Top of Task inputs

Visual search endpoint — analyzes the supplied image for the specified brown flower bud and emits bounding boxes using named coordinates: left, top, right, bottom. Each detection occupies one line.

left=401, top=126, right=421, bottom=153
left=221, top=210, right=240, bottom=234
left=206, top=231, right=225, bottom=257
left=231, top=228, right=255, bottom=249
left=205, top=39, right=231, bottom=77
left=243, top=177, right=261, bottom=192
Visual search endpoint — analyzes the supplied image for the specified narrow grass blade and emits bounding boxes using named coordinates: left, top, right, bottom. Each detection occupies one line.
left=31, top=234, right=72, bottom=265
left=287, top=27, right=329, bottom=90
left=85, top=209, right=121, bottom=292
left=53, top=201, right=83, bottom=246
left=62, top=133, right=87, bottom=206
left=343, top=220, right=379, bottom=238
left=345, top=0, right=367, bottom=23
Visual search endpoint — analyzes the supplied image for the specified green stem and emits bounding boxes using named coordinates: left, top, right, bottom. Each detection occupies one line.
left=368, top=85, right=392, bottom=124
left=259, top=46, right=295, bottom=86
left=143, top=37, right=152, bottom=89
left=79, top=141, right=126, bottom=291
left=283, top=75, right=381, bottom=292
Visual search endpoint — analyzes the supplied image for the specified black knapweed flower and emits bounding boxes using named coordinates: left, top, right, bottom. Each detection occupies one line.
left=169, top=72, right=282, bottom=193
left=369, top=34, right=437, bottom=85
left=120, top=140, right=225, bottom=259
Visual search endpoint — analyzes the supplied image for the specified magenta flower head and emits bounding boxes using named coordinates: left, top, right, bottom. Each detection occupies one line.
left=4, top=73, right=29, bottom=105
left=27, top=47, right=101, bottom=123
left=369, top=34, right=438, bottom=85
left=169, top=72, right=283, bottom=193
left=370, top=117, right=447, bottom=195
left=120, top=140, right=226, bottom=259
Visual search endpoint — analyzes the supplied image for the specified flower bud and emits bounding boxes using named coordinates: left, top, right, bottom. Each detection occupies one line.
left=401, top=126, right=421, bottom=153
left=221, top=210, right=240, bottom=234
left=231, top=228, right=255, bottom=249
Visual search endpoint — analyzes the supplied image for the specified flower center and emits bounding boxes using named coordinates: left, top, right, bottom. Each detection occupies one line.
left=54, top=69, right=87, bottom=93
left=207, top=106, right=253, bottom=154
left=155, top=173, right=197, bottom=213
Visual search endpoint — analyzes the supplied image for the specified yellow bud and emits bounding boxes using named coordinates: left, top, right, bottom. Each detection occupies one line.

Bottom of Task inputs

◆ About this task ◆
Go through the records and print each one exactly.

◆ Your response ◆
Visual search endpoint — analyzes the supplied image for the specified brown flower bud and emits bounding boxes using named coordinates: left, top, right, bottom. Each detection occupies one line.

left=401, top=126, right=421, bottom=153
left=221, top=210, right=240, bottom=234
left=206, top=231, right=225, bottom=257
left=231, top=228, right=255, bottom=249
left=205, top=39, right=231, bottom=77
left=243, top=177, right=261, bottom=192
Visual search endpoint — analyzes the supplied image for the specified narrow grass blade and emits bounding boxes using named coordinates: left, top, right, bottom. Each detection occupies one line.
left=31, top=234, right=72, bottom=265
left=287, top=27, right=329, bottom=90
left=85, top=209, right=121, bottom=292
left=53, top=201, right=83, bottom=246
left=62, top=133, right=87, bottom=206
left=343, top=220, right=379, bottom=238
left=345, top=0, right=367, bottom=23
Visual search endpoint — analyzes the supplied image for the specified green stem and emits bounding boxes using named coordinates: left, top, right, bottom. Each detection occupies one line.
left=368, top=85, right=392, bottom=124
left=259, top=46, right=295, bottom=86
left=143, top=37, right=152, bottom=89
left=79, top=141, right=126, bottom=291
left=283, top=75, right=381, bottom=292
Visual search endpoint — analyzes the supplied image for the specified black knapweed flower and emits bounding boxes using named coordinates: left, top, right, bottom. Each detection occupies one line.
left=169, top=72, right=282, bottom=193
left=369, top=34, right=437, bottom=85
left=120, top=140, right=225, bottom=259
Visual search endpoint — analyzes the supplied image for the specified magenta flower head and emits bounding boxes using named coordinates: left, top, right, bottom. Each detection occupies one line.
left=4, top=73, right=29, bottom=105
left=27, top=47, right=101, bottom=123
left=369, top=34, right=438, bottom=85
left=169, top=72, right=283, bottom=193
left=370, top=117, right=447, bottom=195
left=120, top=140, right=226, bottom=259
Visual search endpoint — analyzes the supplied image for the specified flower bud and emits bounding boxes using named coordinates: left, top, right, bottom. Each detection occupies one line.
left=401, top=126, right=421, bottom=153
left=221, top=210, right=240, bottom=234
left=231, top=228, right=255, bottom=249
Visual search endpoint — analyzes the supplied image for the specified flower center and emits bounding boxes using named coordinates: left, top, right, bottom. Each detection occupies one line.
left=54, top=69, right=87, bottom=93
left=207, top=106, right=253, bottom=154
left=155, top=173, right=197, bottom=213
Visual search endpoint — analyzes the supplied image for the specified yellow bud and emits bounding boxes using named coordinates: left, top, right, bottom. Each detection occupies one line.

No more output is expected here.